# Dataset extract
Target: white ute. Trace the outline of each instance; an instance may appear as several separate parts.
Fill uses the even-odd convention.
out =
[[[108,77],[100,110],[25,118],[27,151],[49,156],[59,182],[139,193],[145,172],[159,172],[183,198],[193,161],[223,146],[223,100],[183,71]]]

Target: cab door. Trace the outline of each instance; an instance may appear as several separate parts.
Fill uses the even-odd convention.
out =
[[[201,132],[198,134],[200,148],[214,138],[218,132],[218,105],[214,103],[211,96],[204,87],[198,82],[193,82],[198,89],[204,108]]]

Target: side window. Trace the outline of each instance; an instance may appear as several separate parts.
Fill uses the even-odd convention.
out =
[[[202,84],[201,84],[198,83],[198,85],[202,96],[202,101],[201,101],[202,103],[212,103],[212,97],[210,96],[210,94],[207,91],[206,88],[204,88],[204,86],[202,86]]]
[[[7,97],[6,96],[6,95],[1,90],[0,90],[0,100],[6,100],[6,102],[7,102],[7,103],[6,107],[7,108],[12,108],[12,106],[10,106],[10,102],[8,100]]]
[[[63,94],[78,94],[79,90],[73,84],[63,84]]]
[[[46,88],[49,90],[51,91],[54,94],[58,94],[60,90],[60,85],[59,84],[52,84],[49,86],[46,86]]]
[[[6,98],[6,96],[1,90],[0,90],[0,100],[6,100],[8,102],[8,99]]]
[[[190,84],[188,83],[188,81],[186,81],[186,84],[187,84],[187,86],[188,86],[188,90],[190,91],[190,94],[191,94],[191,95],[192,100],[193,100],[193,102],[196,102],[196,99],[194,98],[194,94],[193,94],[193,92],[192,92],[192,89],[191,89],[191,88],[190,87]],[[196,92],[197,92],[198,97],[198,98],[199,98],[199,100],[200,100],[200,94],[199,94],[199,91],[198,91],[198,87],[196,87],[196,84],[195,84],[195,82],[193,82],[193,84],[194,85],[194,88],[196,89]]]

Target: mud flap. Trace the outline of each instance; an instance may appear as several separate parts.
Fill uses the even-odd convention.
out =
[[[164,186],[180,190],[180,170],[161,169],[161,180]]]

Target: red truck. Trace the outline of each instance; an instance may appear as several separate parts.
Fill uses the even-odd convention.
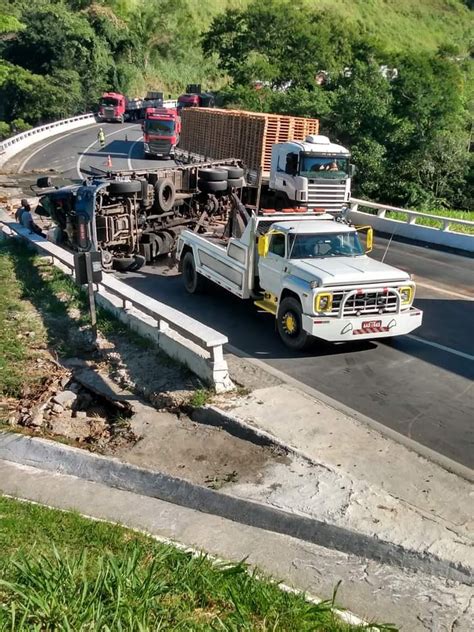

# Given problem
Format every line of the listing above as a numbered list, skipping the blank lines and leaving out the picture.

# Answer to this problem
1. Target: white ute. Trace the outline of each instance; an instance may appear as several separate parts.
2. Fill uses the even-odd convention.
3. out =
4. [[[108,77],[100,110],[25,118],[27,151],[49,156],[59,182],[139,193],[145,172],[159,172],[183,198],[193,161],[223,146],[223,100],[183,71]]]
5. Target: cab door. Trace the outline of each instance; an instance may appear as several separate parts.
6. Fill uses the even-odd convention.
7. out =
8. [[[201,132],[198,134],[200,148],[214,138],[218,132],[218,105],[214,103],[211,96],[204,87],[198,82],[193,82],[198,89],[204,108]]]
9. Target: side window. Trace the outline of each instance; an instance may appear as several separate parts.
10. Fill uses the even-odd convention.
11. out =
12. [[[202,84],[201,84],[198,83],[198,85],[202,96],[202,101],[201,101],[202,103],[212,103],[212,97],[210,96],[210,94],[207,91],[206,88],[204,88],[204,86],[202,86]]]
13. [[[7,97],[6,96],[6,95],[1,90],[0,90],[0,100],[6,100],[6,102],[7,102],[7,103],[6,107],[7,108],[12,108],[12,106],[10,106],[10,102],[8,100]]]
14. [[[63,94],[78,94],[79,90],[73,84],[63,84]]]
15. [[[46,88],[49,90],[51,91],[54,94],[58,94],[60,90],[60,85],[59,84],[52,84],[49,86],[46,86]]]
16. [[[6,98],[6,96],[1,90],[0,90],[0,100],[6,100],[8,102],[8,99]]]
17. [[[190,84],[188,83],[188,81],[186,81],[186,84],[187,84],[187,86],[188,86],[188,90],[190,91],[190,94],[191,94],[191,95],[192,100],[193,100],[193,102],[196,102],[196,99],[194,98],[194,94],[193,94],[193,92],[192,92],[192,89],[191,89],[191,88],[190,87]],[[196,92],[197,92],[198,97],[198,98],[199,98],[199,100],[200,100],[200,94],[199,94],[199,91],[198,91],[198,87],[196,87],[196,84],[195,84],[195,82],[193,82],[193,84],[194,85],[194,88],[196,89]]]
18. Target: mud flap. Trace the outline of each instance; an instance may appear as several separate parts.
19. Fill uses the even-odd convention.
20. out =
21. [[[164,186],[180,190],[180,170],[161,169],[161,180]]]
22. Target: red truck. Trace the outline of each instance; an instance may appear as several separate parts.
23. Fill uses the even-odd convention.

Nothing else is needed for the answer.